> **Written request**: Gather every line of the items below that contains the string "bamboo" and copy each one out in full.

───

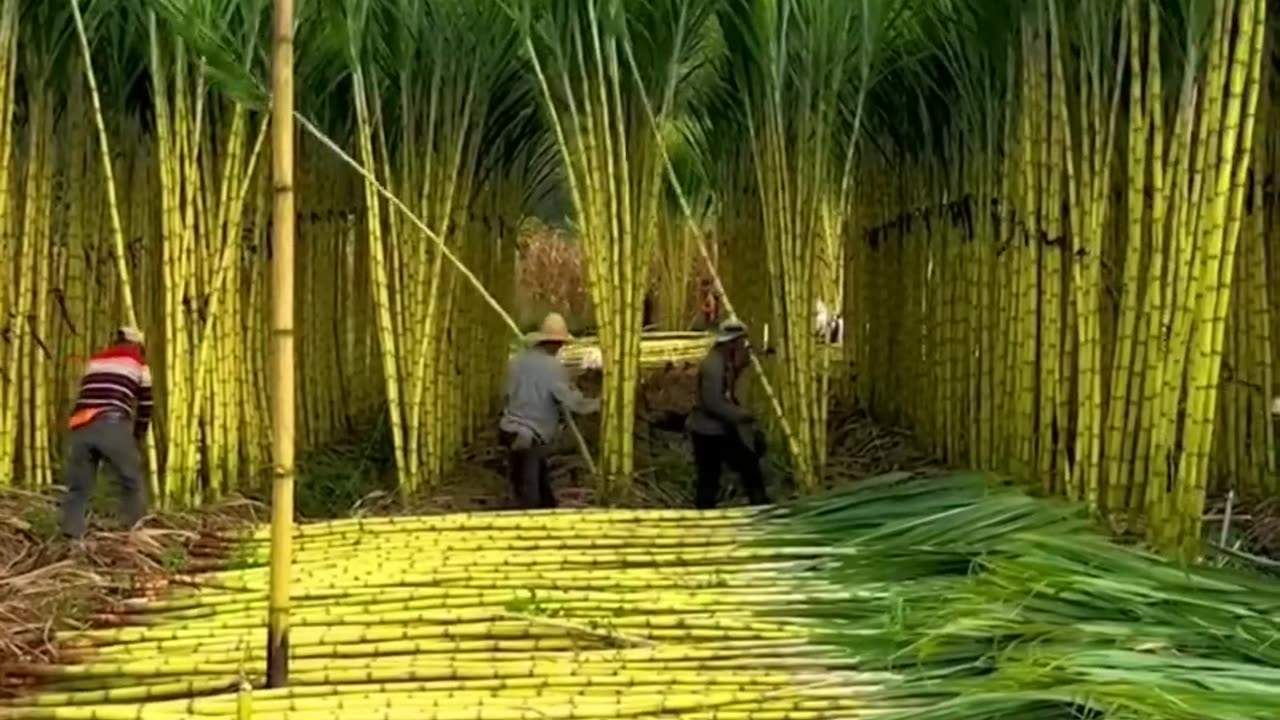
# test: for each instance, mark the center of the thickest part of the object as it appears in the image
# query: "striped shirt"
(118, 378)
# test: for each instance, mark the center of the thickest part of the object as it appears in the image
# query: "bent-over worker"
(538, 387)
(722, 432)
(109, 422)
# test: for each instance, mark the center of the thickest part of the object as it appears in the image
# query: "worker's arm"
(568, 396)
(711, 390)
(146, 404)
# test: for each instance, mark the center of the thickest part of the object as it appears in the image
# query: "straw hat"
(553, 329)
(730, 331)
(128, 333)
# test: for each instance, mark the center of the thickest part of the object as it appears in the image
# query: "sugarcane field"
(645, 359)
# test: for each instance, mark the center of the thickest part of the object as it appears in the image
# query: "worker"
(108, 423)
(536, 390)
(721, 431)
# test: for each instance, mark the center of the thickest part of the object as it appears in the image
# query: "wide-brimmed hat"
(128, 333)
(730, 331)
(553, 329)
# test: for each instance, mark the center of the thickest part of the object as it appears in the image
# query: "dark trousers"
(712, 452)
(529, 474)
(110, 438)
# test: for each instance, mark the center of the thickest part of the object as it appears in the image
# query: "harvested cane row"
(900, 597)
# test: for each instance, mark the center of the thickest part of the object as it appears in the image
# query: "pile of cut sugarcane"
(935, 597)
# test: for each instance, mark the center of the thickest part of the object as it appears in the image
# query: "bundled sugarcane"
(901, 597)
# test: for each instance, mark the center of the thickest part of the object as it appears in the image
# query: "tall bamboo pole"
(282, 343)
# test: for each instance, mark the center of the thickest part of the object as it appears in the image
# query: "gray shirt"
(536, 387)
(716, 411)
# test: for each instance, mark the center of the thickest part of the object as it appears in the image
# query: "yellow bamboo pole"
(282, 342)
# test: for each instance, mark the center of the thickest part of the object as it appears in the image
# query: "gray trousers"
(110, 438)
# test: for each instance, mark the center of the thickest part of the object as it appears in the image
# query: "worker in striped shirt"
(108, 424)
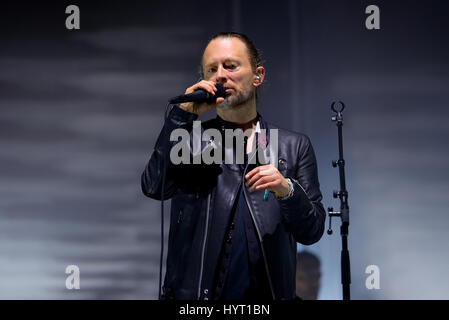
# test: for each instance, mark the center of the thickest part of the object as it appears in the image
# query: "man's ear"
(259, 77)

───

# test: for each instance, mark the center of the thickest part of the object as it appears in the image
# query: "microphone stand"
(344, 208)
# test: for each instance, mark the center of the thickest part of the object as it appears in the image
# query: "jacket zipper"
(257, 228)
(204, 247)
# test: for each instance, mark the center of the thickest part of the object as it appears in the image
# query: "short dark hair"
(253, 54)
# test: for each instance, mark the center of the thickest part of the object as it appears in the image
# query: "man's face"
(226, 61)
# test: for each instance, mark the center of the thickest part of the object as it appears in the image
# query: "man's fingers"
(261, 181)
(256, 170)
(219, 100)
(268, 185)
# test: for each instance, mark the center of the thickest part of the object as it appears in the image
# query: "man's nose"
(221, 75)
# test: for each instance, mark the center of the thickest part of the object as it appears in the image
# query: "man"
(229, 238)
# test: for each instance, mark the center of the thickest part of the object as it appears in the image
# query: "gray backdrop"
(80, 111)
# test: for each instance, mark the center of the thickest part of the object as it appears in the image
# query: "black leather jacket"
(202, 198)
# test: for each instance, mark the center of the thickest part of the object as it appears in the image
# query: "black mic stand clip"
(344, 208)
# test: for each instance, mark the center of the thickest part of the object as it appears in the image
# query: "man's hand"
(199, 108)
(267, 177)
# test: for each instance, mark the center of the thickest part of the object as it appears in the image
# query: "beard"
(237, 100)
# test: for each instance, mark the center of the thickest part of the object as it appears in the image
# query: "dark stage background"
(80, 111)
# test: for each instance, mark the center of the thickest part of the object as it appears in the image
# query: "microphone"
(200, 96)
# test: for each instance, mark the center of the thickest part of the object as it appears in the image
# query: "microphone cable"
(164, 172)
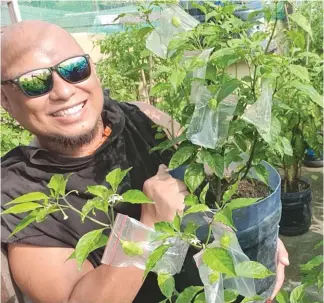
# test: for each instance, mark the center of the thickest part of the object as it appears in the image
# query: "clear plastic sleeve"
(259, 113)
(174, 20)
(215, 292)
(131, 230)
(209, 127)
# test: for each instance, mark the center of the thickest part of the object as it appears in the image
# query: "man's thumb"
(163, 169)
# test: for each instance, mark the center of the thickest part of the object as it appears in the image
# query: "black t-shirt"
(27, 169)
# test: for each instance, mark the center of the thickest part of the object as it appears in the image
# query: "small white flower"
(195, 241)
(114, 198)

───

> **Worked solution**:
# query: "tall bamboo pole"
# query: "yellow bamboo pole"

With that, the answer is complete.